EXERCISE DETAILS
Please count the lines of the data below that contain the string "roof", treating uppercase and lowercase as different, and give only that number.

GIVEN ENTRIES
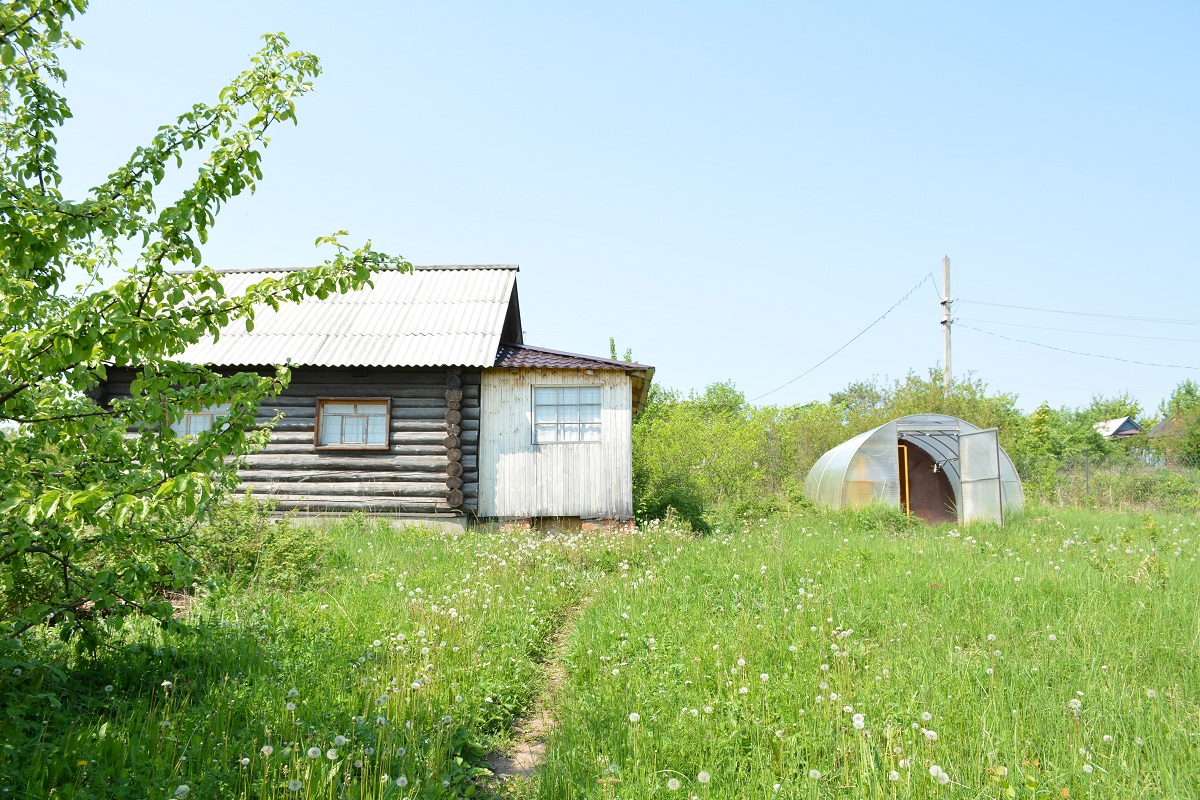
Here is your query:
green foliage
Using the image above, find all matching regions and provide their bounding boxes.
...
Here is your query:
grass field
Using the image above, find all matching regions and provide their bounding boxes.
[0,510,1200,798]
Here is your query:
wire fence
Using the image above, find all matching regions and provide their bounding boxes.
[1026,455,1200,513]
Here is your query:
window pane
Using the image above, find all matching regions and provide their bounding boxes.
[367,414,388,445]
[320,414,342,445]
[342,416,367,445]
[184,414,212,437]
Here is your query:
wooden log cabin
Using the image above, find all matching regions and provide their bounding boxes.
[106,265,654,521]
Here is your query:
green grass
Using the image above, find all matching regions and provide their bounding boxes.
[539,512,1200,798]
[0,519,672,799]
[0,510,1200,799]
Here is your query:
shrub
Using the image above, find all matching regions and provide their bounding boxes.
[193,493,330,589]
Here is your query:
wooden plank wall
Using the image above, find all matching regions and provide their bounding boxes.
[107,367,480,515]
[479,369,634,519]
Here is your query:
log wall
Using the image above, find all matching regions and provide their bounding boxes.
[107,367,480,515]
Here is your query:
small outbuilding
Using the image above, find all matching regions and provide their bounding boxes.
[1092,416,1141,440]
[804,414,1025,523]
==
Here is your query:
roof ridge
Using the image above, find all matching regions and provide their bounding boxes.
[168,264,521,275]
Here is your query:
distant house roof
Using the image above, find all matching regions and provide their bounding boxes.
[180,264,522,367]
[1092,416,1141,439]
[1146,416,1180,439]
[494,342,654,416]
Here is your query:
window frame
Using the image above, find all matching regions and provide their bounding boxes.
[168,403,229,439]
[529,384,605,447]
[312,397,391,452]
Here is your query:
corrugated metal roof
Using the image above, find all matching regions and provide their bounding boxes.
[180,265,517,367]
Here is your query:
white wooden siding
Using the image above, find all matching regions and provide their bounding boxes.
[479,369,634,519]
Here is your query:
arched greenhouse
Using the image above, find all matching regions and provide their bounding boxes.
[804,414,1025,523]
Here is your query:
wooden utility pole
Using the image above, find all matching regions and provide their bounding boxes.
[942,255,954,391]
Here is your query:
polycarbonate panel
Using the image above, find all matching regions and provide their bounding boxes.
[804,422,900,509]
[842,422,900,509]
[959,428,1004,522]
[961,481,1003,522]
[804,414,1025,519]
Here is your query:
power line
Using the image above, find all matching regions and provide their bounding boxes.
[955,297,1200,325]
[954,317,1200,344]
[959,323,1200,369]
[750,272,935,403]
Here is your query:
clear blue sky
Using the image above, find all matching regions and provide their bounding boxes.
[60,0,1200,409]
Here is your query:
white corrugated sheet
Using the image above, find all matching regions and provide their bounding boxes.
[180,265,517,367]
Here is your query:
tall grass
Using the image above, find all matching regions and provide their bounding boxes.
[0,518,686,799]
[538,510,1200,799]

RESPONSE FOR THIS EXERCISE
3